» **What to do**:
Please keep to the lines below from the one with "Target: windshield" through the one with "of the black", and restate them word for word, ends included.
─── Stored data
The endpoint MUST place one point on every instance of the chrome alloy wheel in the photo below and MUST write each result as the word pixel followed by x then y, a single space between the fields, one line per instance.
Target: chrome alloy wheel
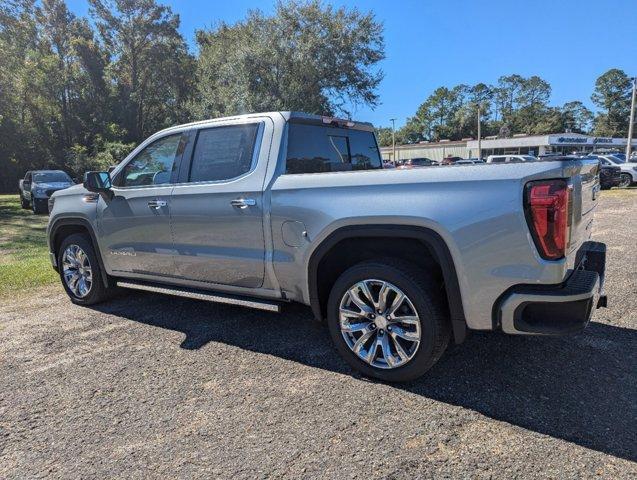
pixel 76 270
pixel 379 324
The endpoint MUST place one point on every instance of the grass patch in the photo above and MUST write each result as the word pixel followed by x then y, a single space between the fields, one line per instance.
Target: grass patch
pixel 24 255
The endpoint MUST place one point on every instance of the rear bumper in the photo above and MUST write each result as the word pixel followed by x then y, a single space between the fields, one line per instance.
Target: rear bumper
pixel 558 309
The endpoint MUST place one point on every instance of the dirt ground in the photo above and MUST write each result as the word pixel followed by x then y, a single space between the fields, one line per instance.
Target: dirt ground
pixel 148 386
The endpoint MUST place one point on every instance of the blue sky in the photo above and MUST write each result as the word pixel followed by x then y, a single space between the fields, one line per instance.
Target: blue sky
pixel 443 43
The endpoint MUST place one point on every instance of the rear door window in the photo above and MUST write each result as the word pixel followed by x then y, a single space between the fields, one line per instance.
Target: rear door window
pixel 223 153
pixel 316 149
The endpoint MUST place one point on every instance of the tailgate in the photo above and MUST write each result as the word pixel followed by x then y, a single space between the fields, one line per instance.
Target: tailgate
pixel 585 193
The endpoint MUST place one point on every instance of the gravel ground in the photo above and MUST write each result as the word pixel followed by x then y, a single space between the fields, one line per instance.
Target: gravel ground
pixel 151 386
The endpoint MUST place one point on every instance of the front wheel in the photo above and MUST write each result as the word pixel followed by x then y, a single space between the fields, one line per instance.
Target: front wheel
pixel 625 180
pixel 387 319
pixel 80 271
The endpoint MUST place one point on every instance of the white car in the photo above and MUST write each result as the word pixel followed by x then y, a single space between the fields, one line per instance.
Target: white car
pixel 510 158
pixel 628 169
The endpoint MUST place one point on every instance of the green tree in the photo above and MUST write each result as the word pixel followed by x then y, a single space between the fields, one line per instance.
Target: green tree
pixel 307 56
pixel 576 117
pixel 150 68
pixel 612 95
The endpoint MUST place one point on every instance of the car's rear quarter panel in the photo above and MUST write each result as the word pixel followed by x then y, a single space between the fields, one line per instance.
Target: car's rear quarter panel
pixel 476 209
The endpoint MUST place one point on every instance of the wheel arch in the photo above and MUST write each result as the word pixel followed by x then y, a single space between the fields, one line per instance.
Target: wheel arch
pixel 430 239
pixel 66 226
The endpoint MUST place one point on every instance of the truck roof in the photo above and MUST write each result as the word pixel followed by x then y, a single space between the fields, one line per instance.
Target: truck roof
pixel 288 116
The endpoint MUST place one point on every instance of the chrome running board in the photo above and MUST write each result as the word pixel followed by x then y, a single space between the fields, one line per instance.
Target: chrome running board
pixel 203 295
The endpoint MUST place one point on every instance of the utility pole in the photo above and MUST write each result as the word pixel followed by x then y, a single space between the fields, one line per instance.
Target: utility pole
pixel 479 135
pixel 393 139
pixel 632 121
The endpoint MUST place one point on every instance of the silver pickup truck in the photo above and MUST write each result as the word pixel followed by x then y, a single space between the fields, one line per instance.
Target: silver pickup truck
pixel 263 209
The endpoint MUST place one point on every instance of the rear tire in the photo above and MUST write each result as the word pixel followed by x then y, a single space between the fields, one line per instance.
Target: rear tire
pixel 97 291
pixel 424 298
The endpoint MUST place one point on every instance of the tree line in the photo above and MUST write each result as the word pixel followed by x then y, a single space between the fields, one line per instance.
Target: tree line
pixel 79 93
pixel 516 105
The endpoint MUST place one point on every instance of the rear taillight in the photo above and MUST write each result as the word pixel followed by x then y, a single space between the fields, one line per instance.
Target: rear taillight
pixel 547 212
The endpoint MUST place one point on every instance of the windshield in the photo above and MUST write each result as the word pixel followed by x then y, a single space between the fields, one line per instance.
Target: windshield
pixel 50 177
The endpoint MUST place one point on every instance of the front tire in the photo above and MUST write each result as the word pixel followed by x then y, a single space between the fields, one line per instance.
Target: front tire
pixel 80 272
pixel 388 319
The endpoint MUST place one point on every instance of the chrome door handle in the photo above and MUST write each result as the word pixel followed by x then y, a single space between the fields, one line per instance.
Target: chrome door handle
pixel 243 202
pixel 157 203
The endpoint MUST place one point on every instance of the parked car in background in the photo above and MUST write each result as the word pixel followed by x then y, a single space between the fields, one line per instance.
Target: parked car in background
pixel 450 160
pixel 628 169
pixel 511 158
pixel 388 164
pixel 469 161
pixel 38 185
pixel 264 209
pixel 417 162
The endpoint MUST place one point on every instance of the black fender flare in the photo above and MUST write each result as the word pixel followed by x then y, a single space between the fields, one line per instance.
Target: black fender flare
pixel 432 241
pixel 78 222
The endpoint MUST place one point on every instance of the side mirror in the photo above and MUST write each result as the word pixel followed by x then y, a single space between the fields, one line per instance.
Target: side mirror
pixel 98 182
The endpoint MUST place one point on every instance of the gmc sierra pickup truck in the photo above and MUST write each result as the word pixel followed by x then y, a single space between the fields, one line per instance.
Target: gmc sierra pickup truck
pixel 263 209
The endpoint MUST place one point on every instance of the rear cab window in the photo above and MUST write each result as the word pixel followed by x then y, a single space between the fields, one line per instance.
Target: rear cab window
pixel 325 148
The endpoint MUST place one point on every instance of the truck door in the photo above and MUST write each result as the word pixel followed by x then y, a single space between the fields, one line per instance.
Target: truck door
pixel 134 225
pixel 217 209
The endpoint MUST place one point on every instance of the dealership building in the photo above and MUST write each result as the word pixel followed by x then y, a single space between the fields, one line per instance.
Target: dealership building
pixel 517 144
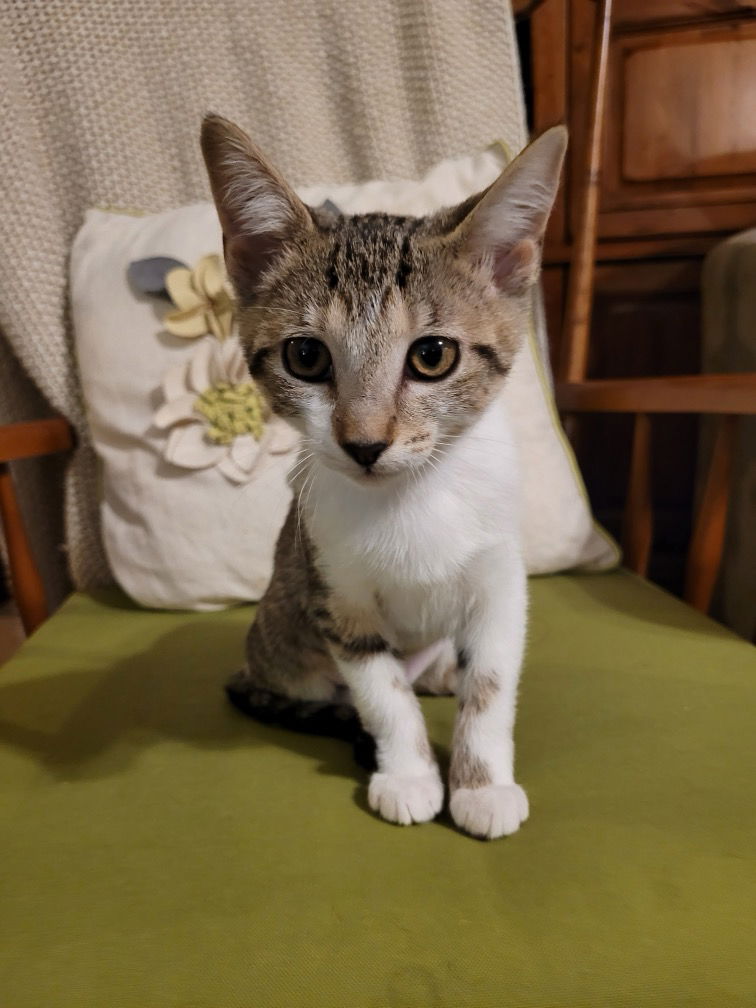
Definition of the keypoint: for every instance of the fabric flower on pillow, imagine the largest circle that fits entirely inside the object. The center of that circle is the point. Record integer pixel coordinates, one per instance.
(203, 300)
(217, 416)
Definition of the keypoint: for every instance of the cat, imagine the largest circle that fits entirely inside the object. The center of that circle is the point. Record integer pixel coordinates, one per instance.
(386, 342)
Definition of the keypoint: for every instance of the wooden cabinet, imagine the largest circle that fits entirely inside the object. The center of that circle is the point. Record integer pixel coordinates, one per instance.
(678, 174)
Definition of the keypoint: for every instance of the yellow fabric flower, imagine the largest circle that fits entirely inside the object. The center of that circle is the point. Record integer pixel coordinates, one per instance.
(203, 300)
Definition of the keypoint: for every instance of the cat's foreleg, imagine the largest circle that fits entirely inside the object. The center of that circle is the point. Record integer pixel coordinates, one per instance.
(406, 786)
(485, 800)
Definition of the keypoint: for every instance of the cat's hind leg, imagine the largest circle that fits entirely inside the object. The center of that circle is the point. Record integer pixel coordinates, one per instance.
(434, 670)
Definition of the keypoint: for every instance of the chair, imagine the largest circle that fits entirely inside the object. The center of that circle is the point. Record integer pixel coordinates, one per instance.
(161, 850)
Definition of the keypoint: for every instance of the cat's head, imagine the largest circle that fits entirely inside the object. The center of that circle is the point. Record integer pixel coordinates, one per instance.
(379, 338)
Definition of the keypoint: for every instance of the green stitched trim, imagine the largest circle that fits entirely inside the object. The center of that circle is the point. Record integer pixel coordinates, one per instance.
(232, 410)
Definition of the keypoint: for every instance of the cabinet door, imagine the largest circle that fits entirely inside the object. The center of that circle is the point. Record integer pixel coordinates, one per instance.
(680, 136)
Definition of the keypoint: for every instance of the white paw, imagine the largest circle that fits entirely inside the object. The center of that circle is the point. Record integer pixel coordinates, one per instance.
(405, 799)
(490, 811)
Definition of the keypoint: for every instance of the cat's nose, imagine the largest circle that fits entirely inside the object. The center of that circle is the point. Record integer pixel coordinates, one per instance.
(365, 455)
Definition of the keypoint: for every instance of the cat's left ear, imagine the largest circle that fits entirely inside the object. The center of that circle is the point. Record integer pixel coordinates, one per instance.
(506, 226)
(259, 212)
──────
» **Exercise answer**:
Target: windshield
pixel 50 177
The endpoint MUST place one point on every instance of the front tire in the photo above and MUST write each result as the word pixel followed by x then y, a single space between the fields, one line per instance.
Target: front tire
pixel 80 272
pixel 388 319
The endpoint MUST place one point on every instance of the chrome door handle in the photo above and MUST write each result as the word pixel followed by x then y, a single space between the fields, one line per instance.
Target: chrome door handle
pixel 243 202
pixel 157 203
The endpoint MUST place one point on every instance of the parked car in background in the photo above and MUST write each result as the word pixel followed by x then y, a single space between the fields, one line per instance.
Target: parked car in background
pixel 450 160
pixel 628 169
pixel 511 158
pixel 388 164
pixel 469 161
pixel 38 185
pixel 264 209
pixel 417 162
The endpoint MUST place one point on every instance of the black fender flare in the photo above and MUST write each result as the word pixel followed by x then y, a single space between the fields, one line per instance.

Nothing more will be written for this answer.